- [About this exercise]
Leaving out the images, repeat all the lines below exactly.

..........

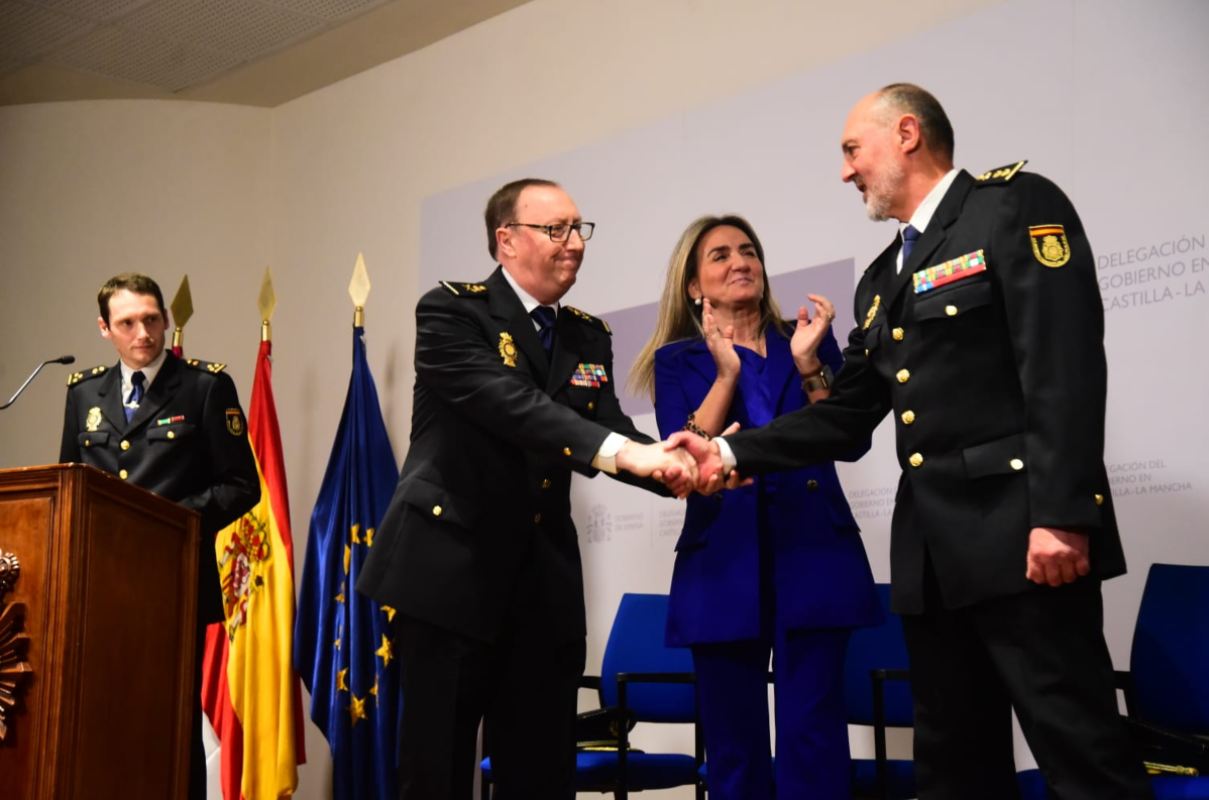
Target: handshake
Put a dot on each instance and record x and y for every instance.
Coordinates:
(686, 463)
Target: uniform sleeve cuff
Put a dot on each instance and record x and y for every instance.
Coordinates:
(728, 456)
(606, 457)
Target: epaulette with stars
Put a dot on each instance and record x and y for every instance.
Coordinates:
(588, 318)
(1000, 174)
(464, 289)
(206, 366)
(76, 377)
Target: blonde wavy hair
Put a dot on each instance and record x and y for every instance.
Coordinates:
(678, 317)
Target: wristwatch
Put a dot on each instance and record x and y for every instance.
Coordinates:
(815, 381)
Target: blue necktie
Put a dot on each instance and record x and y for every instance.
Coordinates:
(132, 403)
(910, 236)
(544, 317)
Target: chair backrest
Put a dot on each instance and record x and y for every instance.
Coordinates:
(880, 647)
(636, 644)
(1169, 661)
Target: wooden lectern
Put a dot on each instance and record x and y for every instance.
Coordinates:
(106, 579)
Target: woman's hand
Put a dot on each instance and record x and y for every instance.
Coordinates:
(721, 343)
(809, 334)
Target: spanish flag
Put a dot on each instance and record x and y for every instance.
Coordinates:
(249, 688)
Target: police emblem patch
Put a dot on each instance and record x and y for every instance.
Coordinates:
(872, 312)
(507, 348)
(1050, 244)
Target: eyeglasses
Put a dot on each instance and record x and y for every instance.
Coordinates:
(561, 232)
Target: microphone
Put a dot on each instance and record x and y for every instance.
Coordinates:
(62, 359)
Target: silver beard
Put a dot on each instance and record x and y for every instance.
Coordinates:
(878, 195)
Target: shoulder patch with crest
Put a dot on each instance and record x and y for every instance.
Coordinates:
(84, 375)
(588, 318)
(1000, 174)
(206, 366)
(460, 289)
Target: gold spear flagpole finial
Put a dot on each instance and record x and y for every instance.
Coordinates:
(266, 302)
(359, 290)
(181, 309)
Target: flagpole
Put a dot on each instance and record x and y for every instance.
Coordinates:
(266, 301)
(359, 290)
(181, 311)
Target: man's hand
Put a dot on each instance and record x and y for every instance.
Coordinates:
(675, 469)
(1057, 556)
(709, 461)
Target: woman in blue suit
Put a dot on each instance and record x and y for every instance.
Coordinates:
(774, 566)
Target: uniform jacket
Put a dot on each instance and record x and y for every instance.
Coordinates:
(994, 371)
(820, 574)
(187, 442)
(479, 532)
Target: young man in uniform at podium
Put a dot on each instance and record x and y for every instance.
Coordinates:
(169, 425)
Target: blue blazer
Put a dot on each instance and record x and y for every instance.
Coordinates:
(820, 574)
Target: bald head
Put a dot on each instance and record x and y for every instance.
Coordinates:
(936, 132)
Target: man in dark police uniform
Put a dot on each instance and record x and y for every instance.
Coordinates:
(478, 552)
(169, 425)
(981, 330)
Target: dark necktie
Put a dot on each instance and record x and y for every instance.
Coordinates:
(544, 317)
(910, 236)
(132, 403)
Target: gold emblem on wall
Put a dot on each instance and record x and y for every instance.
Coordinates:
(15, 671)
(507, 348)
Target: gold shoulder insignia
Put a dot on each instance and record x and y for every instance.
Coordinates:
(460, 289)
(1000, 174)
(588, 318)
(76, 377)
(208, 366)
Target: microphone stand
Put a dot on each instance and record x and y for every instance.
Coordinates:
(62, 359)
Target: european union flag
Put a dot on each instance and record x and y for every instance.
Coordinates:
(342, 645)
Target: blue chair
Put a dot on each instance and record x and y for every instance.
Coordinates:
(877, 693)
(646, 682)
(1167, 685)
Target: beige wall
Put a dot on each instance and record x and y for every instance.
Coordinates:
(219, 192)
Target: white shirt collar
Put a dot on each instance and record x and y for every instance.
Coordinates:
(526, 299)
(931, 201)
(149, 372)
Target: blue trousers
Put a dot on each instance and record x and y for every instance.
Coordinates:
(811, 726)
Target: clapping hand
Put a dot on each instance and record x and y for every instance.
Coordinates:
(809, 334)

..........

- [Written answer]
Target: handshake
Put a dot on each instance and record x and y for every instance.
Coordinates:
(686, 463)
Target: uniform sleeve cuff
Put a dot on each instance and record x and y for every instance.
Coordinates:
(728, 456)
(606, 457)
Target: epaulette with stars
Put a dot on each instance and record x and y for every instance.
Coordinates:
(588, 318)
(1000, 174)
(464, 289)
(206, 366)
(76, 377)
Target: blonde wavy hair
Put a dot on each instance and record x and y for every instance.
Coordinates:
(678, 317)
Target: wristwatch
Put a dot on each instance and record x and y for every instance.
Coordinates:
(815, 381)
Target: blue necktie
Put a dot on each instance and record x and y for every instance.
Coordinates:
(132, 403)
(910, 236)
(544, 317)
Target: chair backrest
Put a dot on each instance and record x and y for every instance.
Coordinates:
(880, 647)
(636, 644)
(1169, 661)
Target: wooden lectern
Put a dot on each instance and record x and y for every instance.
Coordinates:
(106, 579)
Target: woman's hand
Put a dot on each instance and record x and y for every instance.
Coordinates:
(721, 343)
(809, 334)
Target: spanish flag
Put a dot on each instance and record x and y for every instance.
Coordinates:
(249, 688)
Target: police emblem patch
Put a dot on each instance and record x and y for every instance.
Coordinates:
(872, 312)
(507, 348)
(1050, 244)
Target: eyeglasses
Put a dot on each instance and record x and y for every instance.
Coordinates:
(561, 232)
Target: microphone
Put a dot on each instance and record x and y for every instance.
Coordinates:
(62, 359)
Target: silver beard
Put a dot on each instance and record x and y for every instance.
Coordinates:
(878, 195)
Target: shoulder patch with crest
Put a dot on each instance and record x and y for every instance.
Coordinates:
(84, 375)
(588, 318)
(1000, 174)
(206, 366)
(460, 289)
Target: gold spear flagpole finial
Put a dot on each instance and record x and y for every instance.
Coordinates:
(266, 302)
(359, 290)
(181, 309)
Target: flagpole
Put a dot on each instance and record x and y for every instance.
Coordinates:
(266, 301)
(359, 290)
(181, 311)
Target: man's hand
Put a dot on each instance and record x and y for every instance.
Coordinates:
(675, 469)
(1057, 556)
(709, 461)
Target: woman in blue suit
Put a dot on each instance and record x and y for every instance.
Coordinates:
(774, 566)
Target: uniform jacket
Put a dot on each instance and record x and y for every instance.
Coordinates:
(994, 371)
(820, 574)
(187, 442)
(479, 532)
Target: young man in uniform at podium
Put a dot on each instance and record x and y for every instance.
Coordinates:
(169, 425)
Target: blue blazer
Put a dot on each instance and record x and y for every instance.
Coordinates:
(820, 574)
Target: bald head
Put a dot on each instance and record x and y for every instance.
Coordinates:
(936, 132)
Target: man in dark police uniform
Put a dot on each instance and record x and y for every instance.
Coordinates:
(478, 552)
(169, 425)
(981, 330)
Target: dark necktie
Put a dot on each instance and record x and y for every instance.
Coordinates:
(544, 317)
(910, 236)
(132, 403)
Target: gold emblem on wall
Put a dot on each instance and record x and y for every instance.
Coordinates:
(15, 671)
(507, 348)
Target: gold shoulder insignia
Put a dot on each instance and record x and y for every instance.
Coordinates:
(460, 289)
(1000, 174)
(588, 318)
(76, 377)
(208, 366)
Target: microphone stand
Put a dot on each instance and record x and y for every instance.
Coordinates:
(62, 359)
Target: european union flag
Put a dot on each instance and record x and y for every instance.
Coordinates:
(342, 645)
Target: blue chair
Put a dot on each instance and record x and y for every instance.
Coordinates:
(877, 693)
(646, 682)
(1167, 685)
Target: beige wall
Put a dot on each instance and record x and y for every instance.
Coordinates:
(219, 192)
Target: white shirt collar
Put a dot on each instance and record x and y for every instance.
Coordinates:
(526, 299)
(931, 201)
(149, 372)
Target: blue trousers
Put a dot on each instance and record x and y for every instance.
Coordinates:
(811, 726)
Target: clapping hand
Put a dot on each instance and record x and y for every instance.
Coordinates:
(809, 334)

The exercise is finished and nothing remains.